═══ RECORDS FOR THE TASK

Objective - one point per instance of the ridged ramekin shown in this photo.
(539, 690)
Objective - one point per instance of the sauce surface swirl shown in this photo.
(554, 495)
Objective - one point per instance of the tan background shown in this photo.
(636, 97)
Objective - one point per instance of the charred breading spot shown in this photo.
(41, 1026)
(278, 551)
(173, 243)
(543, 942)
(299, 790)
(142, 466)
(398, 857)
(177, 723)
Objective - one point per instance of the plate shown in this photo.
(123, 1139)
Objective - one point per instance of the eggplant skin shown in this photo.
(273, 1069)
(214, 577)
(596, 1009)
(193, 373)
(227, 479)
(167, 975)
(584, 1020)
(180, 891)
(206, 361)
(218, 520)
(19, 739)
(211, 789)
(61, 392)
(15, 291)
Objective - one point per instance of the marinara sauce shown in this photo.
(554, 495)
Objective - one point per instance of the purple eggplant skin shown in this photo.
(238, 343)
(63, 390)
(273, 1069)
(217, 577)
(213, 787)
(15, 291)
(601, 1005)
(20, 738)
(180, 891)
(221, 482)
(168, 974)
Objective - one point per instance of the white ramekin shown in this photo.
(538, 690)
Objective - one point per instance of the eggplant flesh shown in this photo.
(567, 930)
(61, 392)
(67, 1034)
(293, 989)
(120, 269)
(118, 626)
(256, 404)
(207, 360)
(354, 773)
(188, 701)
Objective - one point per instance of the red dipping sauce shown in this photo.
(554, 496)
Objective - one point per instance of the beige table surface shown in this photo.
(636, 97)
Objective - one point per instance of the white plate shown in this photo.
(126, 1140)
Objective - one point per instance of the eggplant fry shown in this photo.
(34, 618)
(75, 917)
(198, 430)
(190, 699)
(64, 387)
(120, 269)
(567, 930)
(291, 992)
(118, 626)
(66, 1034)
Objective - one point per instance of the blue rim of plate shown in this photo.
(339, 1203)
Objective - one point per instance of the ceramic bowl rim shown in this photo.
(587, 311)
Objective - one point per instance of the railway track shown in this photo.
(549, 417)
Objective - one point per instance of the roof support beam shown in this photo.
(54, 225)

══════

WHAT NEEDS TO BE DONE
Reproduce the material exactly, and keep every line as it is.

RESULT OF THIS TASK
Objective - one point per instance of the ridged ramekin shown in this photo.
(539, 690)
Objective - one point per instance of the sauce surface swirl shown in this photo.
(554, 495)
Objective - one point per instance of the tan background shown in this photo.
(636, 97)
Objective - one point per instance of the charred breading spot shown in this photo.
(41, 1026)
(278, 551)
(173, 243)
(543, 942)
(299, 790)
(142, 466)
(398, 857)
(177, 723)
Objective - one point per instance of the plate shown in this photo.
(123, 1139)
Objective - one point per instance of the eggplant skin shown in this photo.
(273, 1069)
(214, 577)
(596, 1009)
(193, 373)
(227, 479)
(167, 975)
(584, 1020)
(180, 891)
(206, 361)
(218, 520)
(19, 739)
(211, 789)
(61, 392)
(15, 291)
Objective - one point per instance of the marinara sauce shown in this photo.
(554, 495)
Objective - one point per instance of the purple eggplant skin shown in this photo.
(238, 343)
(63, 390)
(273, 1069)
(217, 577)
(213, 787)
(15, 291)
(601, 1005)
(20, 738)
(180, 891)
(221, 482)
(168, 974)
Objective - one point per instance of the white ramekin shown in this photo.
(538, 690)
Objective - one point per instance of the eggplant flesh shown in this photo.
(567, 930)
(61, 392)
(67, 1034)
(293, 989)
(120, 269)
(118, 626)
(256, 404)
(207, 360)
(354, 773)
(188, 701)
Objective - one point per instance of the red dipping sauce shown in this photo.
(554, 496)
Objective - one point per instance of the beige table surface shown in this photo.
(636, 97)
Objective - one point per instance of the white plate shown in this photo.
(126, 1140)
Objective - one point per instance of the eggplant fry shown in this photo.
(34, 618)
(75, 917)
(198, 430)
(190, 699)
(64, 387)
(120, 269)
(567, 930)
(291, 992)
(118, 626)
(66, 1034)
Objective - one point per instance of the blue rim of plate shown in this photo.
(339, 1203)
Objective - one point per instance of the ceramic bowl rim shown in this photo.
(587, 311)
Objective - one point per instance of the railway track shown in this photo.
(549, 417)
Objective - one point per instance of the roof support beam shown in this photo.
(54, 225)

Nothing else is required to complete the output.